Stat2 stability regulation: an intersection between immunity and carcinogenesis

Abstract

Signal transducer and activator of transcription (STAT2) is a member of the STAT family that plays an essential role in immune responses to extracellular and intracellular stimuli, including inflammatory reactions, invasion of foreign materials, and cancer initiation. Although the majority of STAT2 studies in the last few decades have focused on interferon (IFN)-α/β (IFNα/β) signaling pathway-mediated host defense against viral infections, recent studies have revealed that STAT2 also plays an important role in human cancer development. Notably, strategic research on STAT2 function has provided evidence that transient regulatory activity by homo- or heterodimerization induces its nuclear localization where it to forms a ternary IFN-stimulated gene factor 3 (ISGF3) complex, which is composed of STAT1 and/or STAT2 and IFN regulatory factor 9 (IEF9). The molecular mechanisms of ISGF3-mediated ISG gene expression provide the basic foundation for the regulation of STAT2 protein activity but not protein quality control. Recently, previously unknown molecular mechanisms of STAT2-mediated cell proliferation via STAT2 protein quality control were elucidated. In this review, we briefly summarize the role of STAT2 in immune responses and carcinogenesis with respect to the molecular mechanisms of STAT2 stability regulation via the proteasomal degradation pathway.

Fig. 1. Basic molecular structure of the SCF complex.

The SCF (SKP1-CUL1-F-box protein) ubiquitin ligase complex is the most well-characterized cullin RING ubiquitin ligase (CRL). Since the F-box proteins contain approximately 69 different components that bind to SKP1, many different combination of specific SCF complex formation are possible with a selective substrate and depending on the cellular context. Moreover, eight cullin proteins add a more complicated combinational probability for tissue, developmental, and stimuli specificities. Finally, the ubiquitination in mono-, multi-, single-chain, poly-chain, and branched-chain patterns might indicate precise regulation of the cellular functions of proteins by reflecting diverse cell conditions.

Fig. 2. Representative regulatory mechanisms of STAT2-mediated ISG expression.

- TASKS FOR THIS EXERCISE:
1/ In the STAT2 review, approximately how many different components do the F-box proteins contain?
2/ Write the next part of the STAT2 review, continuing after its last line.

Saved data entries:
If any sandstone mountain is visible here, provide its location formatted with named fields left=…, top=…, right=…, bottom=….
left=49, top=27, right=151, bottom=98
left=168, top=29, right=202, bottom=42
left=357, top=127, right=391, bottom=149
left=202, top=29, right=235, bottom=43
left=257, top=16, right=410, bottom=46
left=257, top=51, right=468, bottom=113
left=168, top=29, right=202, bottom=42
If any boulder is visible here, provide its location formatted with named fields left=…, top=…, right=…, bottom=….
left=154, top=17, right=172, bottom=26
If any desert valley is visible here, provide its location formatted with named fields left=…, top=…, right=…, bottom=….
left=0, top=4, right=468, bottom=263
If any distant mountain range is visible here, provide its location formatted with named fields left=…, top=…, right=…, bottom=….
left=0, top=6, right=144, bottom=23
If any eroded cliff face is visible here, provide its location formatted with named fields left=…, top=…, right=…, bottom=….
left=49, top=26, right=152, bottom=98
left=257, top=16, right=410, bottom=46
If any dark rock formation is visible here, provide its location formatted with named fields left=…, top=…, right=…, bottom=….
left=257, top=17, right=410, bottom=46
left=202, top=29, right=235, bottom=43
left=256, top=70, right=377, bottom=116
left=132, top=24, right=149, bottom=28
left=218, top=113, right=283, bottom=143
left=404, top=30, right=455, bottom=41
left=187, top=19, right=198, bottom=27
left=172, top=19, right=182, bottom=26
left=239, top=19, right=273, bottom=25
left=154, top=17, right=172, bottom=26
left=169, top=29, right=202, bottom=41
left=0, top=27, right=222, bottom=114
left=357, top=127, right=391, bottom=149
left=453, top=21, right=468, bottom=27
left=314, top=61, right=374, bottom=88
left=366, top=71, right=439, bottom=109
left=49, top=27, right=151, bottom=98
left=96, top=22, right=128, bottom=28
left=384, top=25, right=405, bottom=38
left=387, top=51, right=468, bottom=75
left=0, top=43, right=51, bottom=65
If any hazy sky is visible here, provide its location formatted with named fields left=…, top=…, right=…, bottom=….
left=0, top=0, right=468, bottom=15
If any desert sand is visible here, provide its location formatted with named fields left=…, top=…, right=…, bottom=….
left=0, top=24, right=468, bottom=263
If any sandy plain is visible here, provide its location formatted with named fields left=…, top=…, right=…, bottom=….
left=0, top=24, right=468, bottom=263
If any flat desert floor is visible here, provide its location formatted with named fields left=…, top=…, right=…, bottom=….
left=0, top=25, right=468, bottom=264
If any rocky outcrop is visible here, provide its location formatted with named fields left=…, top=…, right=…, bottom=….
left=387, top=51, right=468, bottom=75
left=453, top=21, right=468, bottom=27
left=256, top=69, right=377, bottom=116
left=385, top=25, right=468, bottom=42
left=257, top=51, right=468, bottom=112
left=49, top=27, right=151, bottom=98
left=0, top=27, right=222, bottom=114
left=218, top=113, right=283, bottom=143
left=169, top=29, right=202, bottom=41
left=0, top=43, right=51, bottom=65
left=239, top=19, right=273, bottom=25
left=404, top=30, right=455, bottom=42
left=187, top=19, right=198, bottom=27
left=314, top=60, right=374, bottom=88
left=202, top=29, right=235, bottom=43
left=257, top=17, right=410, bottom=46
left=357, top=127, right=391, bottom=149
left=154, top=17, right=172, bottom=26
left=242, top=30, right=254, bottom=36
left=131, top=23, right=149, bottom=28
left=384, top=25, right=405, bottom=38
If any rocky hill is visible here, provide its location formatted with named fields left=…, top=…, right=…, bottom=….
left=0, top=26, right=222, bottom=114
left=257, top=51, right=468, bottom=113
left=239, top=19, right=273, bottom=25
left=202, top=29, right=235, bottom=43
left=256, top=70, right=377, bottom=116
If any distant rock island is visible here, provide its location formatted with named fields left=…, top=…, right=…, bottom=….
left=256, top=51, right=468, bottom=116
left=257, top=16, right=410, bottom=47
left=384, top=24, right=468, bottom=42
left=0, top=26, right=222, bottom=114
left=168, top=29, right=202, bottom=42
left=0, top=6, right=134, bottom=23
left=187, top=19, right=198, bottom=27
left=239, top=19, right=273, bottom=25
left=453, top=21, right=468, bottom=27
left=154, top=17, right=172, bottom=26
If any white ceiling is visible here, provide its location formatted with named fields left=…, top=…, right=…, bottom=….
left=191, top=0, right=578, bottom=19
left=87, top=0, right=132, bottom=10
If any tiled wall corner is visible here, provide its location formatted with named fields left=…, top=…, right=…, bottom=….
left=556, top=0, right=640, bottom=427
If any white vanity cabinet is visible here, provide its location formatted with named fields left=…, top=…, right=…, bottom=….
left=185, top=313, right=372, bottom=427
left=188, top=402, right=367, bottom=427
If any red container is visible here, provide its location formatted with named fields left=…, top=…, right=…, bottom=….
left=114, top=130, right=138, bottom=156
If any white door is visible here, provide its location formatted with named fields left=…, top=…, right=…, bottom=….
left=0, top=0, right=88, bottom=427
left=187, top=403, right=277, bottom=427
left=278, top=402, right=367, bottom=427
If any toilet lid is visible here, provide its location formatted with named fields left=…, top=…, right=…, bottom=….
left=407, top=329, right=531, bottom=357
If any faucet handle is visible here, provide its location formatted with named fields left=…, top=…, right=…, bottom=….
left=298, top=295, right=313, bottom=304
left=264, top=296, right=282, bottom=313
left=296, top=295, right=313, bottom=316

- RESPONSES:
1/ Approximately 69.

2/
a ISG expression under normal physiological conditions. Without stimulation, STAT2 forms a tetramer complex with other STAT family members, including STAT1, 3, and 6, through their N-terminal domains, resulting in an anti-parallel structure. The complex induces basal expression of target genes. b ISG expression under physiological conditions after viral infection. When cells are infected with viruses, activated JAK1- and TYK2-mediated phosphorylation of STAT2 at tyrosine residues triggers the formation of a SH2–pTyr interaction-mediated homo- or heterodimer complex, which associates with IRF9 and results in the formation of the ISGF3 complex. The ISGF3 complex plays a key role in target gene expression in response to viral infection.

Fig. 3. Characteristics and roles of STAT2 domains.

Each STAT2 domain plays a specific role in homo- or heterodimerization and ISG expression. The diverse stimuli from outside or inside cells induce posttranslational modifications such as phosphorylation and ubiquitination to induce structural changes, parallel or anti-parallel oriented homo- or heterodimers, nuclear or cytosolic localization, and DNA binding.

Fig. 4. New paradigm for the regulation of STAT2 protein in melanoma formation.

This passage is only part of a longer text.